WRITTEN REQUEST:
Reproduce the listing exactly, with no pictures in your copy.

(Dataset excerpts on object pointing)
★ ★ ★ ★ ★ ★ ★

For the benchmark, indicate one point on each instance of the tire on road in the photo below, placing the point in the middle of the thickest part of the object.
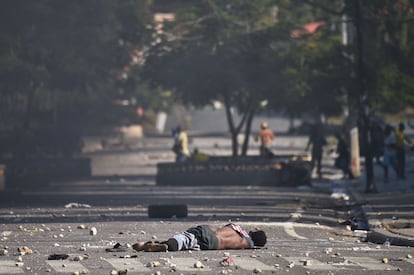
(167, 211)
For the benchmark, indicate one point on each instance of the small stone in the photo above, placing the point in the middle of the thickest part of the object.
(198, 264)
(153, 264)
(24, 250)
(78, 258)
(93, 231)
(257, 270)
(307, 263)
(173, 267)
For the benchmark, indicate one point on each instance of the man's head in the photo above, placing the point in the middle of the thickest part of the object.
(258, 237)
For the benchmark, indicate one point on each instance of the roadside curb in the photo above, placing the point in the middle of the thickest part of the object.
(381, 236)
(378, 232)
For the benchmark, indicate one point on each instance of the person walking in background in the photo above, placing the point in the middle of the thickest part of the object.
(377, 143)
(344, 157)
(389, 152)
(317, 141)
(400, 141)
(180, 146)
(265, 137)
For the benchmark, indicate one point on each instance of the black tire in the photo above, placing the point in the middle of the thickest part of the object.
(167, 211)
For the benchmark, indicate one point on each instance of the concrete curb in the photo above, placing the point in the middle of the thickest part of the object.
(381, 236)
(378, 232)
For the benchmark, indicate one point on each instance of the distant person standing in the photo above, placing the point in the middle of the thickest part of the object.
(317, 141)
(344, 157)
(389, 152)
(265, 137)
(377, 143)
(180, 146)
(400, 142)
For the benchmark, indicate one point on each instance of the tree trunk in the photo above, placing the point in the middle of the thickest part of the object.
(247, 132)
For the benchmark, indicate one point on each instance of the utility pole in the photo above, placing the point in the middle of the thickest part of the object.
(363, 102)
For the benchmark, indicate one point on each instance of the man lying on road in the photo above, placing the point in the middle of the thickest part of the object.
(207, 237)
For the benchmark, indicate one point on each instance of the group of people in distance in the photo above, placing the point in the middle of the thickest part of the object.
(394, 150)
(388, 147)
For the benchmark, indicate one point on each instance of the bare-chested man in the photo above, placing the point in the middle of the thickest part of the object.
(207, 237)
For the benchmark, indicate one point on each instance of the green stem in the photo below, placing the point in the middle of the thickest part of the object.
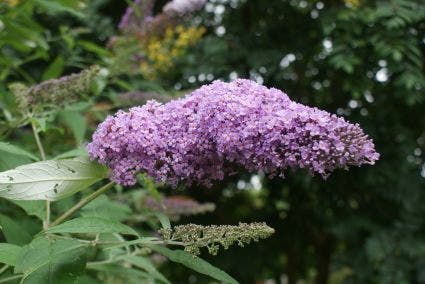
(4, 268)
(82, 203)
(4, 280)
(43, 157)
(38, 141)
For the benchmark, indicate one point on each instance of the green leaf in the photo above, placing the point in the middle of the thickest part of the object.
(55, 69)
(92, 225)
(32, 207)
(103, 207)
(126, 275)
(6, 147)
(51, 261)
(76, 122)
(13, 231)
(165, 221)
(145, 264)
(55, 7)
(50, 180)
(195, 263)
(9, 253)
(9, 161)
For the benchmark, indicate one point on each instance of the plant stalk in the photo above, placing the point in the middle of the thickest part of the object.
(4, 280)
(82, 203)
(43, 157)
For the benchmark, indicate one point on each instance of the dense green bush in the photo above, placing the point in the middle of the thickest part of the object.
(363, 60)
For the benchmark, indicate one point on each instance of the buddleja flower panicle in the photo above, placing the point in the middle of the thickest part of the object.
(55, 92)
(194, 237)
(202, 137)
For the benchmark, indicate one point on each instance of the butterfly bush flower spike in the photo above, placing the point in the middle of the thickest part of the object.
(202, 138)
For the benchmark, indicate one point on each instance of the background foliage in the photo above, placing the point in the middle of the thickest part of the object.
(361, 59)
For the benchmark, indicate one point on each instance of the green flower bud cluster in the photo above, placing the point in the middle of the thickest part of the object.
(55, 91)
(194, 237)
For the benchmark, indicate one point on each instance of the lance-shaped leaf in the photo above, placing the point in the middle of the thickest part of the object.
(51, 261)
(50, 180)
(15, 150)
(9, 253)
(92, 225)
(195, 263)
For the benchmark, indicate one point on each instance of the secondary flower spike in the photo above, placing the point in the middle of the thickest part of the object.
(202, 138)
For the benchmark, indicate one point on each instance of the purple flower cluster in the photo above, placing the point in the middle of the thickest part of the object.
(183, 7)
(202, 137)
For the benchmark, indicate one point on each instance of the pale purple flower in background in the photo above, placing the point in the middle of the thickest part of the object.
(183, 7)
(202, 137)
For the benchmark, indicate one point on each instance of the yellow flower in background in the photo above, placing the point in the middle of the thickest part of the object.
(162, 52)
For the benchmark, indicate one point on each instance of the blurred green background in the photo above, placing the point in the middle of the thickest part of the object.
(360, 59)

★ ★ ★ ★ ★ ★ ★

ANSWER IN FULL:
For the benchmark, indicate one point on each instance of the tire on road in the photo below, placing the point in the middle of the thickest part of the object.
(167, 211)
For the benchmark, indicate one point on each instance of the small stone in the photo above, placing the point in the middle of the thickest part of the object.
(198, 264)
(153, 264)
(24, 250)
(78, 258)
(93, 231)
(257, 270)
(307, 263)
(173, 267)
For the benchmark, indicate one point on each instance of the man's head in the photo above, placing the point in the middle of the thickest part of the object.
(258, 237)
For the benchmark, indicate one point on each instance of the roadside curb in the photo above, placing the point in the middle of the thickest part of the object.
(381, 236)
(378, 232)
For the benchmark, indicate one point on each instance of the person walking in background in the photo above, placing the point in the middle of the thickest part of the object.
(377, 143)
(344, 157)
(389, 152)
(317, 141)
(400, 141)
(180, 146)
(265, 137)
For the benchmark, indicate one point on each instance of the black tire in the photo above, placing the point in the middle of the thickest part of the object.
(167, 211)
For the benchmark, indicate one point on each instance of the concrete curb in the photo above, placing the point in the middle of the thickest part of the object.
(381, 236)
(378, 232)
For the benchmark, indicate one point on each instance of the distant person standing in the photo above, placing the point in the middle of the thickest part of the object.
(317, 141)
(344, 157)
(389, 152)
(265, 137)
(377, 143)
(180, 146)
(400, 142)
For the benchmark, indicate one point on each instance of the tree trunk in the photo above, placing the point in the middle of the thickest part of the object.
(247, 132)
For the benchmark, indicate one point on each instance of the utility pole in the photo above, placing the point in the middle of the thickest part of the object.
(363, 102)
For the benchmark, indicate one point on each instance of the man lying on road in the photo above, placing the point in the middle of the thickest part of the object.
(207, 237)
For the benchmark, indicate one point on each instance of the group of people in distance in the photo above, placing the point in the middle of the thickest part of the object.
(394, 150)
(388, 147)
For the benchmark, indicate one point on each instance of the bare-chested man in the photo above, placing the point in the middle of the thickest part of the object.
(207, 237)
For the benchmark, indicate one point on each instance of the green stem in the photo below, placing the point in the middle of the thickest part of the object.
(4, 268)
(82, 203)
(4, 280)
(43, 157)
(38, 141)
For the benchmark, indicate one point on each instance of the green leaf in the photo above, placing the point in the middle of the thickest part of the object.
(55, 69)
(92, 225)
(32, 207)
(103, 207)
(126, 275)
(6, 147)
(51, 261)
(76, 122)
(13, 231)
(165, 221)
(145, 264)
(55, 7)
(50, 180)
(195, 263)
(9, 253)
(9, 161)
For the benchmark, indicate one point on each instance of the plant stalk in the photo above, placing the point in the middle of the thickest part of the object.
(4, 280)
(82, 203)
(43, 157)
For the benchmark, indicate one point on each instance of the dense green bush in the photo above, placing the point in the middle of the thickest part of the object.
(363, 60)
For the benchmark, indicate one point on each instance of the buddleja flower panicle in the photo above, placing the point in the middle of the thickest part of the object.
(55, 92)
(194, 237)
(202, 137)
For the benchmark, indicate one point on each instance of the butterfly bush flower spike in the photo above, placing the point in the middle of the thickest part of the object.
(202, 138)
For the benchmark, indicate one point on each instance of the background foliage in the photo above, placing the point in the middle of the thickest part of the object.
(361, 59)
For the benchmark, indicate one point on each instance of the green flower bud cluster in the photo above, placing the point in the middle of the thickest part of the object.
(55, 91)
(194, 237)
For the benchmark, indicate one point on each instance of the lance-shaped leaf in the photo above, placing the point in the middle of the thickest part of the object.
(51, 261)
(50, 180)
(15, 150)
(9, 253)
(92, 225)
(195, 263)
For the benchmark, indicate one point on each instance of the secondary flower spike in the photo above, placing the point in the middle of the thickest part of the object.
(202, 138)
For the benchmark, indicate one point on each instance of the purple flower cluster in the photo above, placing the point in the middle of the thickest part of the object.
(183, 7)
(202, 137)
For the benchmark, indicate one point on each instance of the pale purple flower in background in the photo above, placing the point in the middle of the thickest part of the object.
(183, 7)
(202, 137)
For the benchmark, indicate one point on each instance of the yellow flower in background in the photo above, placing the point in the middle of the thickest part of the object.
(162, 52)
For the benchmark, indicate one point on each instance of the blurred green background in the photo above, placing the point in the middle of the thickest part of the object.
(360, 59)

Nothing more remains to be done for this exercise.